DATASET CONTENT Block Start
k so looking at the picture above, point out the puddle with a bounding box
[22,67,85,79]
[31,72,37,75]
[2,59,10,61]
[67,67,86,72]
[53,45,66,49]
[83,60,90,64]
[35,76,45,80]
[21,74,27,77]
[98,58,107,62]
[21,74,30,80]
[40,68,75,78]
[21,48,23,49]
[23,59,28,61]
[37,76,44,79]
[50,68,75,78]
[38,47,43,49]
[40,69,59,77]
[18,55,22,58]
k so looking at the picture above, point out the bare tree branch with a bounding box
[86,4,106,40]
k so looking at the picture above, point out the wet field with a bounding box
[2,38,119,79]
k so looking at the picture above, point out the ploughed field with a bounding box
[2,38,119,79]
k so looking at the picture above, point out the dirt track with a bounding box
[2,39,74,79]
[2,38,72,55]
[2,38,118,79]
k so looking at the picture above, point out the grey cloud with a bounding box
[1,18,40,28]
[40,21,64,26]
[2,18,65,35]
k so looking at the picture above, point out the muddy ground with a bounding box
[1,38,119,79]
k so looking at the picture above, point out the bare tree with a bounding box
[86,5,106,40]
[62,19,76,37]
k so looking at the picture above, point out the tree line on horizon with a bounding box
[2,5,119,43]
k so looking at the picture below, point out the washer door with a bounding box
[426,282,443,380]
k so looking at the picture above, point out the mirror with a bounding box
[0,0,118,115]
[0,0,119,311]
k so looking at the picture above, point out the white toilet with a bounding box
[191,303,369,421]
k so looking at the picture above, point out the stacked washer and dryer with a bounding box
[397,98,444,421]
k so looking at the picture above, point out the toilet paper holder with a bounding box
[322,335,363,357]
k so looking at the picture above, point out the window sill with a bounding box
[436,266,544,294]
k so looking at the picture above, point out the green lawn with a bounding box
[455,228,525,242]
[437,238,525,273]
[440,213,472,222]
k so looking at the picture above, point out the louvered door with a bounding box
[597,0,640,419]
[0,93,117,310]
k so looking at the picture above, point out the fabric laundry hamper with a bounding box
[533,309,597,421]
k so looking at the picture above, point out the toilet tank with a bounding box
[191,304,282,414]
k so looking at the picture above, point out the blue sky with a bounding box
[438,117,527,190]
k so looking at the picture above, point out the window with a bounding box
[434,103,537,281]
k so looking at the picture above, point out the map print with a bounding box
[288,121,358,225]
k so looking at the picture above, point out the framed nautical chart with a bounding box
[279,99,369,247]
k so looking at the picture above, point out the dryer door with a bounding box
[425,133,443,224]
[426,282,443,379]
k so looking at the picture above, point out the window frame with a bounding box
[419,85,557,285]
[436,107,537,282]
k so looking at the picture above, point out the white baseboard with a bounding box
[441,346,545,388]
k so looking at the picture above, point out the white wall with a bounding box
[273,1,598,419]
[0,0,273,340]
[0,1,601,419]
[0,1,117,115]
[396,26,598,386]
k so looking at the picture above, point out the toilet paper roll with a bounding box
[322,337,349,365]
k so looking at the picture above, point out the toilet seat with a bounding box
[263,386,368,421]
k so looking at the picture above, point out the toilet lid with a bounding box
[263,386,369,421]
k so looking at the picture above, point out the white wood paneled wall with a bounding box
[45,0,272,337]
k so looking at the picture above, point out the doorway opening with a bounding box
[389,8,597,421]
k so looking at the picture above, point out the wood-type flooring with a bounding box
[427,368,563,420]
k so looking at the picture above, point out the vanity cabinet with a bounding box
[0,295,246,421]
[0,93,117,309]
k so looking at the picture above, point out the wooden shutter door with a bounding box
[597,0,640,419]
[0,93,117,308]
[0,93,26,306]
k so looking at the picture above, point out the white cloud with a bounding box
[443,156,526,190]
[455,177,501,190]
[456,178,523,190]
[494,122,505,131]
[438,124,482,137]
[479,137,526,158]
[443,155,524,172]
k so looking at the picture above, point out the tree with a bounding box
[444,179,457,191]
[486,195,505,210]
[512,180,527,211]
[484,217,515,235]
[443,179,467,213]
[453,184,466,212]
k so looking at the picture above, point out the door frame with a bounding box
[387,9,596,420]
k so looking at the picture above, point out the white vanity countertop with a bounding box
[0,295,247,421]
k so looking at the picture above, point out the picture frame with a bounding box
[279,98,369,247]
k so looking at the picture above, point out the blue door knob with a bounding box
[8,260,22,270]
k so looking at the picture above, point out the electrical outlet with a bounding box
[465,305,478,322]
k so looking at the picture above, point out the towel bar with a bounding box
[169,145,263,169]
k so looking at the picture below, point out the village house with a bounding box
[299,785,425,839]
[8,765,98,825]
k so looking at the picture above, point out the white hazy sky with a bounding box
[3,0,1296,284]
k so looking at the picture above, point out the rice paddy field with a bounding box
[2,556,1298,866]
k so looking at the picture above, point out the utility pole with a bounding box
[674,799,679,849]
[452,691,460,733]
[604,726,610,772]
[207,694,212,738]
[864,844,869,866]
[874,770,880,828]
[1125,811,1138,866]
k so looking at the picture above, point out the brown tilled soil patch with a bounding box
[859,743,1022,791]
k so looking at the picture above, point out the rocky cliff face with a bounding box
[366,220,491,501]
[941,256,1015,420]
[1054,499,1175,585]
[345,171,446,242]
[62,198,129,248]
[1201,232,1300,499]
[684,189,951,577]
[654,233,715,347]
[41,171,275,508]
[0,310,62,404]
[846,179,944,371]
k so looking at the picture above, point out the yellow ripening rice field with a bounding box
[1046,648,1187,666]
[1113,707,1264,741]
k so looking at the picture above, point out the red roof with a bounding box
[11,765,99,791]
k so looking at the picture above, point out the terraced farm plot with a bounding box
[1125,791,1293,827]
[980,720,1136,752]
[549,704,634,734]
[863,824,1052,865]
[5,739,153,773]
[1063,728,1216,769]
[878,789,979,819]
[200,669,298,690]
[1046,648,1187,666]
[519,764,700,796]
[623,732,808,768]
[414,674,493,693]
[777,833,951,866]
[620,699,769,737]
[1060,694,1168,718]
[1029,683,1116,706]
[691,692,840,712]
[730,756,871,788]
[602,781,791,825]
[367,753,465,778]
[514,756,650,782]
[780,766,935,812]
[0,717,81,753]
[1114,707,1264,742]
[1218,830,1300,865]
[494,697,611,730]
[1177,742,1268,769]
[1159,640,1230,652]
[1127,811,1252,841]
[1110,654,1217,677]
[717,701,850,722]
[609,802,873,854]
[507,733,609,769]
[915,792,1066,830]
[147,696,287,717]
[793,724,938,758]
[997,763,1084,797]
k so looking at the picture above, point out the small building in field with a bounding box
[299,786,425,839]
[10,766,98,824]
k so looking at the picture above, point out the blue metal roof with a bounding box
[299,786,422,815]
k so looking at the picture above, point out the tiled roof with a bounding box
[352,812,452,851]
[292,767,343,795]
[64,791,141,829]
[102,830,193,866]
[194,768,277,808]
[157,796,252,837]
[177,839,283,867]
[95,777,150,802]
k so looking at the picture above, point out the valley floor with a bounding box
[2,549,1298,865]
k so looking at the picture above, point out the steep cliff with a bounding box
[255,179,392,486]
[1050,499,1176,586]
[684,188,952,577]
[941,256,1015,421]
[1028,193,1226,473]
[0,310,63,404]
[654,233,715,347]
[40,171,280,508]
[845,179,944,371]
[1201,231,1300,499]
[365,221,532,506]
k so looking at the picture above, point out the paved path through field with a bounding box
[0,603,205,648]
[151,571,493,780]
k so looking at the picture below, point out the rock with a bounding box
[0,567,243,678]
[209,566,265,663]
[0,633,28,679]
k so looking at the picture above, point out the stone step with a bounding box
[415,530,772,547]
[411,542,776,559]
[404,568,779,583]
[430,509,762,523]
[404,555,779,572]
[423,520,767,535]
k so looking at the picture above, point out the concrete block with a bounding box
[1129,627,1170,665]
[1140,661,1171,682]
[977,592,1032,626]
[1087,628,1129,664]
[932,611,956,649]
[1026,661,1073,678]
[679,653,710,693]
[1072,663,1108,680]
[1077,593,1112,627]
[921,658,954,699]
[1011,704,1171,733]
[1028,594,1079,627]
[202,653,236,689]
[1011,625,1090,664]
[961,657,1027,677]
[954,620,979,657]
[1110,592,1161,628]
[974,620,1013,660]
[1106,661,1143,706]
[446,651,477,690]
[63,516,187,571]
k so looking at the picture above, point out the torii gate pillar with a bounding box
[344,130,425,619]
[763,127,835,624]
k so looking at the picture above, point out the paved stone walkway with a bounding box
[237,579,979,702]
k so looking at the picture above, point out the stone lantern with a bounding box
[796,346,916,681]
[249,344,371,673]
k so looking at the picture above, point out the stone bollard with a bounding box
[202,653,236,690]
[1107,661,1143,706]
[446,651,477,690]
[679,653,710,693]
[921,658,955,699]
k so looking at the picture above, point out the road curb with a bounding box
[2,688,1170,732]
DATASET CONTENT Block End
Once the line that contains "k so looking at the picture above, point out the road" is found, please give it again exactly, along with each line that comes after it, through the last line of the entries.

TASK OUTPUT =>
k so looking at the picture above, point out the road curb with a bounding box
[2,688,1170,732]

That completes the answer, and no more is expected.